**ABOUT THIS EXERCISE**
Please restate each entry that appears below word for word, without its pictures.

**GIVEN DATA**
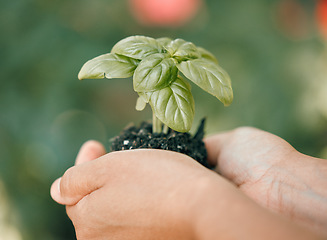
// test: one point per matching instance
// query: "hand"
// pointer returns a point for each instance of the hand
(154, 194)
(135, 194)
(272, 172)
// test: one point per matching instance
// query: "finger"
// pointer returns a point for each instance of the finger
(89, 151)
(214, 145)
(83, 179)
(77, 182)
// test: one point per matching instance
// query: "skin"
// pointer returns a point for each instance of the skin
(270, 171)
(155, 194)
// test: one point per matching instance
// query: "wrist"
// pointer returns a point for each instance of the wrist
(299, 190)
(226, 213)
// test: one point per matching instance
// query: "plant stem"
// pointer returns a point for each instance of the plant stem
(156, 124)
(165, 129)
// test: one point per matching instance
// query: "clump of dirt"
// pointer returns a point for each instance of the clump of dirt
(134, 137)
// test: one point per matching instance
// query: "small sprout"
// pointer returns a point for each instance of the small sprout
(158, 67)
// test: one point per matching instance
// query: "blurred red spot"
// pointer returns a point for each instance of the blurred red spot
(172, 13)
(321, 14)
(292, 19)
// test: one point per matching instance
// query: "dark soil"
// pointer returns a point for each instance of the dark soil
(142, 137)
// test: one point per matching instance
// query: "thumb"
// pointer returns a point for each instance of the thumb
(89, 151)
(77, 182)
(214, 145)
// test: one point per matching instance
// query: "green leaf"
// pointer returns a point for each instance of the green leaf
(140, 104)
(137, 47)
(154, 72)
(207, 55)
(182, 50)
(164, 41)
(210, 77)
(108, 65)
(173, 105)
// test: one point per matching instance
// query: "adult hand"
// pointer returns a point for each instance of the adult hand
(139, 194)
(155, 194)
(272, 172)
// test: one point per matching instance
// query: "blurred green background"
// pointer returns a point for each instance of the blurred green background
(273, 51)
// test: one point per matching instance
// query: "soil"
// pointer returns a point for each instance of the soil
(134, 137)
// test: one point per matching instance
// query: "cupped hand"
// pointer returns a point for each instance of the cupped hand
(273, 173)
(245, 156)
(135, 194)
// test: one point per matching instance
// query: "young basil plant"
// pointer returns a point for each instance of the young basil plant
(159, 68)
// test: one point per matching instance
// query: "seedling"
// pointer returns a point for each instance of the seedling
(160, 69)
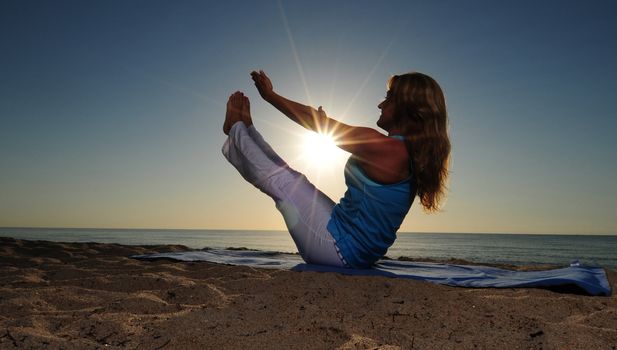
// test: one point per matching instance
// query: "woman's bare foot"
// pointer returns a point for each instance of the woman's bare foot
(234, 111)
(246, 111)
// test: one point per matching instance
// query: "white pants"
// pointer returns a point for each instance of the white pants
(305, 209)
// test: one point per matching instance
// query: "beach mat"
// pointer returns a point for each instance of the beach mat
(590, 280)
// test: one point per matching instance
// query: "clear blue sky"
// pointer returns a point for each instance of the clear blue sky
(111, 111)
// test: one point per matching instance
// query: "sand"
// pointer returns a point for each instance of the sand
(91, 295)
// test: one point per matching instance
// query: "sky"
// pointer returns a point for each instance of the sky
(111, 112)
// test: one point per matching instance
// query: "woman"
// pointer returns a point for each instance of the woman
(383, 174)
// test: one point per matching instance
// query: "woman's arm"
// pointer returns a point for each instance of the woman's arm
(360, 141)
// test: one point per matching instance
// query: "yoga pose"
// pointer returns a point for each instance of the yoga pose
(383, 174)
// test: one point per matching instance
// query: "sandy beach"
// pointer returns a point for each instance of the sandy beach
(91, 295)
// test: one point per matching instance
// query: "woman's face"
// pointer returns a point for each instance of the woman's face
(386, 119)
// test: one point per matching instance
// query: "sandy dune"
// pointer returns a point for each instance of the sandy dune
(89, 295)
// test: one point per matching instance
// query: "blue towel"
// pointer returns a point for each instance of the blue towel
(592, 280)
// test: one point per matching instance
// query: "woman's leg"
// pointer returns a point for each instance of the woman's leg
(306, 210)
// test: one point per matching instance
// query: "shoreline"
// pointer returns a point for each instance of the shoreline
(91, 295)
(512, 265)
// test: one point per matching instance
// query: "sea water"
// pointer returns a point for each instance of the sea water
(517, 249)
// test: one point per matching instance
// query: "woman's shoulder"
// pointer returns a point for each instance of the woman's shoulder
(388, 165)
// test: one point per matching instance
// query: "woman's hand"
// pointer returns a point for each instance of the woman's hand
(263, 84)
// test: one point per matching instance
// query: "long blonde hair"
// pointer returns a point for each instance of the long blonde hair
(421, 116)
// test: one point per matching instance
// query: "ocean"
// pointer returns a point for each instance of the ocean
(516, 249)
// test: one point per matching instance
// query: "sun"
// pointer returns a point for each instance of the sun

**TASK RESULT**
// test: one point per matching instance
// query: "hand"
// pointer returns a point for each instance of the hand
(154, 194)
(135, 194)
(272, 172)
// test: one point per matching instance
// query: "finger"
// pointer returns a point for each instance of the finger
(89, 151)
(214, 145)
(83, 179)
(77, 182)
// test: one point per matching instance
// query: "skin"
// pointer returns a point for each instance of the skin
(270, 171)
(155, 194)
// test: one point per matching instance
// query: "wrist"
// pointer returns a point for each instance of the wrist
(299, 190)
(226, 213)
// test: one point per matching instance
// query: "plant stem"
// pointer returns a point for each instance of the plant stem
(156, 124)
(165, 129)
// test: one point per matching instance
// query: "clump of dirt"
// pointer returns a point for each instance of the clump of dirt
(134, 137)
// test: one point per matching instance
// query: "small sprout"
// pointer returns a point for each instance of the small sprout
(158, 67)
// test: one point per matching instance
// query: "blurred red spot"
// pointer returns a point for each instance of the blurred red spot
(172, 13)
(321, 14)
(292, 19)
// test: one point per matching instance
// query: "dark soil"
// pointer returns a point for each instance of the dark soil
(142, 137)
// test: one point per matching instance
// query: "thumb"
// pointer returns a point for each instance of the thumb
(89, 151)
(77, 182)
(214, 145)
// test: one point per matching instance
// query: "green leaf"
// pointer returns a point for each instance of the green leaf
(140, 104)
(137, 47)
(154, 72)
(207, 55)
(182, 50)
(164, 41)
(210, 77)
(108, 65)
(173, 105)
// test: one point per matching instance
// query: "adult hand"
// pointer returns a point for each instance of the adult hand
(139, 194)
(155, 194)
(272, 172)
// test: one point per matching instance
// query: "blurred green background"
// pointer returns a point for each instance of the blurred green background
(273, 51)
// test: one point per matching instance
// query: "soil"
// pointer returns a point for each instance of the soil
(134, 137)
// test: one point per matching instance
// query: "cupped hand"
// pointer returns a point for each instance of the cupped hand
(273, 173)
(245, 156)
(135, 194)
// test: one point per matching instance
// query: "young basil plant"
// pointer returns a point for each instance of the young basil plant
(159, 68)
// test: one point per matching instance
// query: "seedling"
// pointer returns a point for each instance of the seedling
(160, 69)
// test: one point per matching instance
// query: "woman's bare foot"
// pointer returns a point for each instance of the woman's bare foot
(234, 111)
(246, 111)
// test: one point per matching instance
// query: "white pants"
// pointer returns a point for each instance of the white pants
(305, 209)
// test: one point per matching instance
// query: "beach mat"
// pointer returns a point for each instance of the beach mat
(590, 280)
// test: one point per matching instance
// query: "clear blue sky"
// pointer returns a point for each instance of the clear blue sky
(111, 111)
// test: one point per matching instance
// query: "sand"
// pointer returns a point for each instance of the sand
(91, 295)
// test: one point per matching instance
// query: "sky"
// pointer returns a point for each instance of the sky
(111, 112)
// test: one point per matching instance
// query: "woman"
// pointer returns a point for each instance of the woman
(383, 174)
// test: one point per matching instance
// query: "woman's arm"
// pointer returns a point for each instance of the woman's arm
(360, 141)
// test: one point per matching instance
// query: "yoga pose"
// pointer returns a point for each instance of the yoga pose
(383, 174)
// test: one point per matching instance
// query: "sandy beach"
// pointer returns a point for each instance of the sandy beach
(91, 295)
// test: one point per matching instance
// query: "woman's face"
// pointer returns a point for each instance of the woman's face
(386, 119)
// test: one point per matching instance
// query: "sandy dune"
// pointer returns a point for each instance of the sandy dune
(89, 295)
// test: one point per matching instance
// query: "blue towel"
// pointer returns a point for each instance of the blue towel
(592, 280)
// test: one point per matching instance
// query: "woman's leg"
// pointer returns a point for each instance of the woman's leg
(306, 210)
// test: one point per matching instance
// query: "shoreline"
// pointer returns a point for each instance of the shoreline
(91, 295)
(512, 265)
// test: one point per matching instance
// query: "sea water"
// pointer returns a point for each instance of the sea water
(517, 249)
// test: one point per matching instance
// query: "woman's shoulder"
// pointer returns a point for each instance of the woman's shoulder
(388, 165)
// test: one point per matching instance
// query: "woman's hand"
// pointer returns a point for each instance of the woman's hand
(263, 84)
// test: one point per matching instance
// query: "long blonde hair"
// pointer returns a point for each instance of the long blonde hair
(421, 116)
// test: one point per matching instance
// query: "ocean"
// pointer returns a point for each instance of the ocean
(516, 249)
// test: one point per matching instance
// query: "sun"
// pointer returns a point for each instance of the sun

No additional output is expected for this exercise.